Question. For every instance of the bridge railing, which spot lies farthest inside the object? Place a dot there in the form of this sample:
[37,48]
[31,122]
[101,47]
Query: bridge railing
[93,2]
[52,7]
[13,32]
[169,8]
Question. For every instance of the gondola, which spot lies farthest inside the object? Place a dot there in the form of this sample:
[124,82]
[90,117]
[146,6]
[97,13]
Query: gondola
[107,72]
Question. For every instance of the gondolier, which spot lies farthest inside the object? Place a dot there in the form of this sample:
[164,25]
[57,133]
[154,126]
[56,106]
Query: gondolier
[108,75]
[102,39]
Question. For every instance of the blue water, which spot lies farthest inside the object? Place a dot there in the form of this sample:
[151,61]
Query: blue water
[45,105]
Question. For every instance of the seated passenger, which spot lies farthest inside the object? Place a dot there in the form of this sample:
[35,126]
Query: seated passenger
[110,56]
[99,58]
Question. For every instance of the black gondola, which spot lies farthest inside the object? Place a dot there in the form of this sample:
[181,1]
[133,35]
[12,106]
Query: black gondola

Goal of the exercise: Reproduce all of the records above word for word, with nothing added, dropped, or changed.

Answer to the task:
Question. For every instance of the bridge railing, which spot lies farthest inside the object? Place a dot there in the form of this sample:
[37,48]
[31,122]
[101,47]
Query: bridge railing
[93,2]
[52,7]
[13,32]
[169,8]
Question. For every instance of the gondola, which spot lies farthest inside the object? Place a dot there in the form of this sample:
[124,82]
[90,117]
[146,6]
[97,13]
Query: gondola
[107,72]
Question. For every instance of the gondolier, which spot lies farthest inside the object? Place a dot there in the form of this sample:
[164,25]
[57,133]
[154,126]
[56,106]
Query: gondolier
[108,75]
[102,39]
Question. For every instance of the blue water, which spot lies farthest inside the object? Place a dot there in the form of this sample:
[151,61]
Query: blue water
[45,105]
Question. For every instance of the seated passenger, which spot lies farthest inside the object? Place a dot there in the form of this sample:
[35,126]
Query: seated passenger
[110,56]
[99,58]
Question. For every instance of the black gondola, which spot lies farthest inside the object? Place a dot there in the form of this sample:
[181,1]
[133,35]
[12,106]
Query: black gondola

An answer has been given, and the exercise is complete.